## Begin EXCERPTED DATA

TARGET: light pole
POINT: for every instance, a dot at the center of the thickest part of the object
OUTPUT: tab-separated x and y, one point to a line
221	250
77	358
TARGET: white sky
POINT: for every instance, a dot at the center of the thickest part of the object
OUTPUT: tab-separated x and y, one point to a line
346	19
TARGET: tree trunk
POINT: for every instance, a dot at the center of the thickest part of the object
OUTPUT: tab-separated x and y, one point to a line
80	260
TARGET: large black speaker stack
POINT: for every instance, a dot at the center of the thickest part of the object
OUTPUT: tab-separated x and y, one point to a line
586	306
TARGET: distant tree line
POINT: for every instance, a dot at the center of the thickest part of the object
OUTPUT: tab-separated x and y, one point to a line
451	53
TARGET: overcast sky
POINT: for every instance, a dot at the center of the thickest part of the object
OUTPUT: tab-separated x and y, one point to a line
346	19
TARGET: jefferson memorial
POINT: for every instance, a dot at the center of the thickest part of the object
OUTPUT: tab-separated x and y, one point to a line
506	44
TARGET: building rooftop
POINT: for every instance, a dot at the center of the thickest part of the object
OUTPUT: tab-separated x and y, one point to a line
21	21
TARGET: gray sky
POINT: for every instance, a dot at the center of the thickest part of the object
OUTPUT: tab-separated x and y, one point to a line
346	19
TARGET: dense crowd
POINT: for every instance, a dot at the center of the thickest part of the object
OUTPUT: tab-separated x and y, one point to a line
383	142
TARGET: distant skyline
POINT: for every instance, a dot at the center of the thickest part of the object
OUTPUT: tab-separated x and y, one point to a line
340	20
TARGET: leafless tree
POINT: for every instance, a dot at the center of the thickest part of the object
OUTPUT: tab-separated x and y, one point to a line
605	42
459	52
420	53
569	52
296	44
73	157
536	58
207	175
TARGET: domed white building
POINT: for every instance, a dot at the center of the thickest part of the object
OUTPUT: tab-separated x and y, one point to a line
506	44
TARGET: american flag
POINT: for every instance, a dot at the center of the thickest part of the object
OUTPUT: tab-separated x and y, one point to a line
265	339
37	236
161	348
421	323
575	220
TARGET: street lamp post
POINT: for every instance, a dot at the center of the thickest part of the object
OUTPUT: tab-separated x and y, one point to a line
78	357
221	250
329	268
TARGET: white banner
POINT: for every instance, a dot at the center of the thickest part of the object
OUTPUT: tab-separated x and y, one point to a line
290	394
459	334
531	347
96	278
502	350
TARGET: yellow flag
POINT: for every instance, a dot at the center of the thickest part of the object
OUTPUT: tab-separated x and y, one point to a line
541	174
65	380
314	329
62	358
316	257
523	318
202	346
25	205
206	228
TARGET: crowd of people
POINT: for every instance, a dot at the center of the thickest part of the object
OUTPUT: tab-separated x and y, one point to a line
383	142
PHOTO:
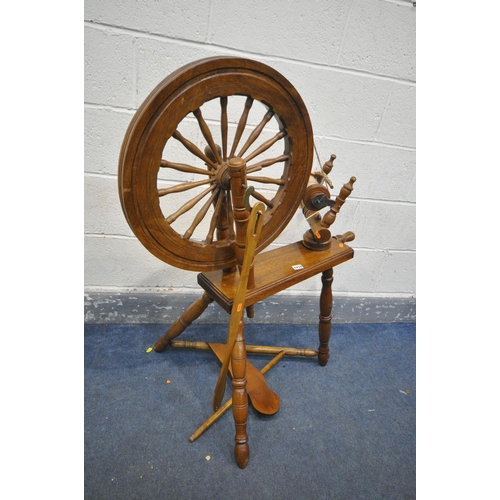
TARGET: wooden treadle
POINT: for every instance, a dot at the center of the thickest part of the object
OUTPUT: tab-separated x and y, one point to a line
263	399
275	271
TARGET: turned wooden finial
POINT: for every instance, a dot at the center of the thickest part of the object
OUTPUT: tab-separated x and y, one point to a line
327	167
331	215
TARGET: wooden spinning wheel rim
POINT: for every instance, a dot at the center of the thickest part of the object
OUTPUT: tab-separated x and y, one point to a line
156	121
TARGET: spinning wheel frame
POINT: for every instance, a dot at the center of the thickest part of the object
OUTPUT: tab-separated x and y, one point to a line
156	122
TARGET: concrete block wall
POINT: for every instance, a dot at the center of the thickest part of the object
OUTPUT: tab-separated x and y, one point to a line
353	63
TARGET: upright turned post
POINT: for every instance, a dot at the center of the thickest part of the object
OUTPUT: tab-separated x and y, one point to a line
325	316
240	399
238	176
237	173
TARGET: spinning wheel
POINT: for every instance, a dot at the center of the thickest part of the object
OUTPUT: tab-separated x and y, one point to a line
209	137
173	170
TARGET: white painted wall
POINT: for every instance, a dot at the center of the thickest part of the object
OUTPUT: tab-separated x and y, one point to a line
353	63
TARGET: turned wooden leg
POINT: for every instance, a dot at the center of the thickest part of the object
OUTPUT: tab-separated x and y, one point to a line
240	399
325	316
194	311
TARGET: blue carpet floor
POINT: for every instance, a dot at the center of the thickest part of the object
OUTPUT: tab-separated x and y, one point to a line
344	431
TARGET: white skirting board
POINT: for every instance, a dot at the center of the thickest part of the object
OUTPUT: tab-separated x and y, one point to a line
165	308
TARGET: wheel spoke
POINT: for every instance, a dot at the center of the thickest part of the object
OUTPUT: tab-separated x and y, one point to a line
256	132
200	215
230	215
189	205
266	163
193	149
266	145
207	134
262	198
182	167
266	180
241	125
185	186
223	126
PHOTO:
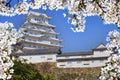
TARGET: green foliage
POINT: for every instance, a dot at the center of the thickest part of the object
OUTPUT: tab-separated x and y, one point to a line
25	71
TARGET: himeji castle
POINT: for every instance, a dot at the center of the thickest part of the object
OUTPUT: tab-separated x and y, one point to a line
40	42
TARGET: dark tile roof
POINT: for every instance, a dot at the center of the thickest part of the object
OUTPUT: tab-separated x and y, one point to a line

## End EXCERPTED DATA

▶ INSTRUCTIONS TO FOLLOW:
Leaving aside the images, write out the entries above word for word.

▶ TASK RESULT:
TARGET: light pole
POINT: for every instance, a dot at the center of the thickest part of the object
OUTPUT: tab-separated x and y, one point to a line
221	250
77	358
TARGET: white sky
POINT: for every instance, a dot at the center of the thickest part of the object
OUTPUT: tab-separated x and y, one point to a line
346	19
TARGET: tree trunk
POINT: for every instance, a dot at the center of the thickest part of the object
OUTPUT: tab-separated x and y, one point to a line
80	260
TARGET: large black speaker stack
POINT: for every instance, a dot at the center of the thickest part of the object
OUTPUT: tab-separated x and y, one point to a line
586	306
TARGET: distant tree line
POINT: for every instance, a dot at the center of the thickest part of the object
OUTPUT: tab-separated x and y, one point to a line
451	53
TARGET: overcast sky
POINT: for every instance, a dot at the center of the thickest part of the object
OUTPUT: tab-separated x and y, one point to a line
346	19
TARGET: jefferson memorial
POINT: for every instance, a dot at the center of the thickest part of the object
OUTPUT: tab-separated x and y, one point to a line
506	44
TARGET: building rooftop
POINT: for every instance, a dot at the center of the thickest part of the object
OUTPUT: tab-separated x and y, one point to a line
21	21
TARGET: gray sky
POINT: for every instance, a dot at the center of the thickest part of the object
OUTPUT: tab-separated x and y, one point to a line
346	19
TARGET: dense crowd
POINT: for every instance, a dot at the center of the thickest part of the object
OUTPUT: tab-separated x and y, one point to a line
383	142
TARGET: distant skyline
POINT: for every instance, a dot at the center of the thickest part of the object
OUTPUT: tab-separated x and y, one point to a line
340	20
TARGET: leafless tree
POINT: for every instance, a dot at the center of the thickest part of the object
OUTPUT: tab-separated x and y, one point to a line
605	42
459	52
420	53
569	52
296	44
73	157
536	58
207	175
TARGET: domed white building
POINT: for every instance, a dot at the center of the thickest part of the object
OUTPUT: tab-separated x and y, one point to a line
506	44
TARGET: american flag
POINT: for every instance, a dot at the center of the thickest part of the object
OUTPUT: tab-separated x and y, one point to a line
265	339
37	236
161	348
421	323
575	220
TARGET: street lamp post
POINT: for every instance, a dot at the center of the thickest part of the object
OUTPUT: tab-separated x and y, one point to a line
78	357
221	250
329	268
TARGET: white banner
POINT: for every instance, a dot at the center of the thickest part of the object
OUTPUT: tab-separated x and y, one point to a line
290	394
459	334
531	347
96	278
502	350
TARGET: yellow flag
POINT: for every instance, a dot at the center of the thickest part of the object
OUTPUT: tab-separated x and y, one point to a line
541	174
65	380
314	329
62	358
316	257
523	318
202	346
25	205
206	228
TARGET: crowd of people
POINT: for every instance, a dot at the center of the thickest part of the object
OUTPUT: tab-separated x and y, one point to a line
383	142
PHOTO:
TARGET: wooden treadle
POINT: for every instance, a dot at the center of the thickest part of the object
OUTPUT: tab-separated x and y, one point to a line
263	399
275	271
TARGET: turned wooden finial
POINT: for every instance, a dot at the center of the thickest part of the object
OUTPUT: tab-separated x and y, one point to a line
327	167
331	215
TARGET: wooden spinning wheel rim
POINT: for every instance, a dot at the center of the thickest part of the object
OUTPUT: tab-separated x and y, one point to a line
156	121
TARGET: spinning wheel frame
POINT: for every instance, a dot at the center of the thickest part of the object
OUTPUT: tab-separated x and y, one point to a line
156	122
TARGET: concrete block wall
POINT: for every instance, a dot at the center of the thickest part of the object
OUTPUT: tab-separated x and y, one point to a line
353	63
TARGET: upright turned post
POINT: for every instance, a dot at the center of the thickest part of the object
OUTPUT: tab-separated x and y, one point to a line
325	316
240	399
238	176
237	173
TARGET: spinning wheel
POINT: for every instance, a dot at the center of the thickest part of the object
OUTPUT: tab-separated x and y, one point to a line
209	137
173	170
TARGET: white painted wall
POINT: for every instance, a dot at the center of the thickest part of the object
OUTPUT: tab-separated x and y, one point to a line
353	63
TARGET: turned wooden leg
POINT: for every instance, a dot at the center of the thickest part of the object
OUTPUT: tab-separated x and y, one point to a line
240	399
325	316
194	311
TARGET: blue carpet floor
POINT: for every instance, a dot at the center of the thickest part of the object
OUTPUT: tab-separated x and y, one point to a line
344	431
TARGET: white skirting board
POINT: for every instance, a dot at the center of the thickest part of the object
OUTPUT: tab-separated x and y, one point to a line
165	308
TARGET: wheel spoke
POINT: for every instance, a dot at the center of the thickest part of the object
OUTPUT: tab-separated x and y, one point to a line
256	132
200	215
230	215
189	205
266	163
193	149
266	145
207	134
262	198
182	167
266	180
241	125
185	186
223	126
PHOTO:
TARGET: green foliage
POINT: for every instance, a dot at the center of the thickest part of the object
OUTPUT: tab-separated x and y, one point to a line
25	71
TARGET: himeji castle
POINT: for every instance, a dot at the center of the thickest part of the object
OUTPUT: tab-separated x and y, one point to a line
40	42
TARGET: dark tile roof
POINT: for every instance, a dot at the center of the thickest part of the object
OUTPUT: tab-separated x and y, one point to a line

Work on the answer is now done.